/---

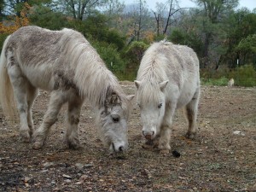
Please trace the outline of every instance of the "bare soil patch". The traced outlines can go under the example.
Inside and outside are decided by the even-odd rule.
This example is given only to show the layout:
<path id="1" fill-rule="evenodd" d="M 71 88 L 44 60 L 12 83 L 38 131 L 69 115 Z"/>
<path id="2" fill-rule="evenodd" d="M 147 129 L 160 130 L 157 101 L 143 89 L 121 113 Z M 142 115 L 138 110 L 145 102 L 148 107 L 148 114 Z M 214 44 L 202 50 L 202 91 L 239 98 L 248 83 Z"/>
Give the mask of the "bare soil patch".
<path id="1" fill-rule="evenodd" d="M 122 82 L 129 94 L 133 84 Z M 35 126 L 42 122 L 49 94 L 33 108 Z M 180 153 L 163 155 L 142 148 L 142 123 L 135 105 L 129 121 L 129 150 L 109 155 L 99 139 L 88 104 L 79 124 L 83 148 L 66 148 L 66 106 L 46 145 L 33 150 L 19 142 L 19 126 L 0 109 L 0 191 L 255 191 L 256 88 L 201 89 L 195 140 L 183 135 L 187 123 L 177 111 L 171 146 Z M 234 131 L 236 131 L 234 133 Z"/>

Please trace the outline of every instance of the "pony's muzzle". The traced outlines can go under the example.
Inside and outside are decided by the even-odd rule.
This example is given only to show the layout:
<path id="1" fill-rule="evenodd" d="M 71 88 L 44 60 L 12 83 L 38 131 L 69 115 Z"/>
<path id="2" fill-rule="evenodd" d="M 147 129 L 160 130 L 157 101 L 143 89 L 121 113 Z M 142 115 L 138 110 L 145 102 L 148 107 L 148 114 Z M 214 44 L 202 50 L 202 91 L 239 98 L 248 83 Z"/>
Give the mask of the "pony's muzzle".
<path id="1" fill-rule="evenodd" d="M 152 140 L 154 137 L 154 131 L 143 131 L 143 134 L 145 137 L 145 138 L 148 139 L 148 140 Z"/>
<path id="2" fill-rule="evenodd" d="M 112 143 L 110 146 L 110 151 L 115 152 L 115 153 L 122 153 L 125 150 L 126 150 L 126 147 L 123 143 Z"/>

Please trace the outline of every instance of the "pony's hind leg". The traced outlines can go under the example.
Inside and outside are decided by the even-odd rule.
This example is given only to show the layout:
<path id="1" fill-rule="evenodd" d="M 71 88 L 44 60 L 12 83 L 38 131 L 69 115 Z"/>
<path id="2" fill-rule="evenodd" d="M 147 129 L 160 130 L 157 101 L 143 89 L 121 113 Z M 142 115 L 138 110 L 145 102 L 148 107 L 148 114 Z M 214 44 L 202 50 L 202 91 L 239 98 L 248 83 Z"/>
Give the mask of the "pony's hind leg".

\---

▶ _Aim of the task_:
Quote every record above word for word, leaving out the pictures.

▶ _Written answer_:
Please trace the outline of every instance of the "bare soil patch". The traced outlines can go under the example.
Inside and outside are decided by the even-odd rule.
This example is given only to show the layout:
<path id="1" fill-rule="evenodd" d="M 71 88 L 44 60 L 12 83 L 38 131 L 69 115 Z"/>
<path id="2" fill-rule="evenodd" d="M 147 129 L 160 130 L 157 101 L 143 89 L 121 113 Z M 142 115 L 138 110 L 145 102 L 148 107 L 148 114 Z M 214 44 L 202 50 L 202 91 L 239 98 L 248 83 Z"/>
Give the mask of the "bare soil patch".
<path id="1" fill-rule="evenodd" d="M 122 82 L 129 94 L 133 84 Z M 35 126 L 42 122 L 49 94 L 33 108 Z M 180 153 L 163 155 L 142 148 L 142 123 L 135 105 L 129 121 L 129 150 L 109 155 L 99 139 L 88 104 L 79 124 L 83 148 L 66 148 L 66 106 L 46 145 L 33 150 L 19 142 L 19 126 L 0 109 L 0 191 L 255 191 L 256 88 L 201 89 L 195 140 L 183 135 L 187 123 L 177 111 L 171 146 Z M 234 131 L 236 131 L 234 133 Z"/>

Please trace the outline of every instance of the "pony's muzzle". The traced outlines can go under the example.
Inside and outside are decided by the even-odd rule.
This example is given only to show the layout:
<path id="1" fill-rule="evenodd" d="M 71 88 L 44 60 L 12 83 L 38 131 L 69 115 Z"/>
<path id="2" fill-rule="evenodd" d="M 147 129 L 160 130 L 157 101 L 143 89 L 121 113 Z M 142 115 L 138 110 L 145 102 L 148 107 L 148 114 Z M 214 44 L 202 50 L 202 91 L 239 98 L 248 83 Z"/>
Give the mask of the "pony's muzzle".
<path id="1" fill-rule="evenodd" d="M 152 140 L 154 137 L 154 131 L 143 131 L 143 134 L 145 137 L 145 138 L 148 139 L 148 140 Z"/>
<path id="2" fill-rule="evenodd" d="M 112 143 L 110 146 L 110 151 L 115 152 L 115 153 L 122 153 L 125 150 L 126 150 L 126 147 L 123 143 Z"/>

Please trace the outline of every instance of the "pony's hind leg". The traced outlines can go under the example.
Inside and outside are decided by the even-odd rule.
This example is given only to show the layout:
<path id="1" fill-rule="evenodd" d="M 71 88 L 44 60 L 12 83 L 38 131 L 69 115 Z"/>
<path id="2" fill-rule="evenodd" d="M 147 129 L 160 130 L 157 101 L 143 89 L 121 113 Z M 142 115 L 138 110 L 145 102 L 148 107 L 148 114 Z M 214 44 L 202 50 L 202 91 L 239 98 L 248 83 Z"/>
Give the mask of the "pony's hind leg".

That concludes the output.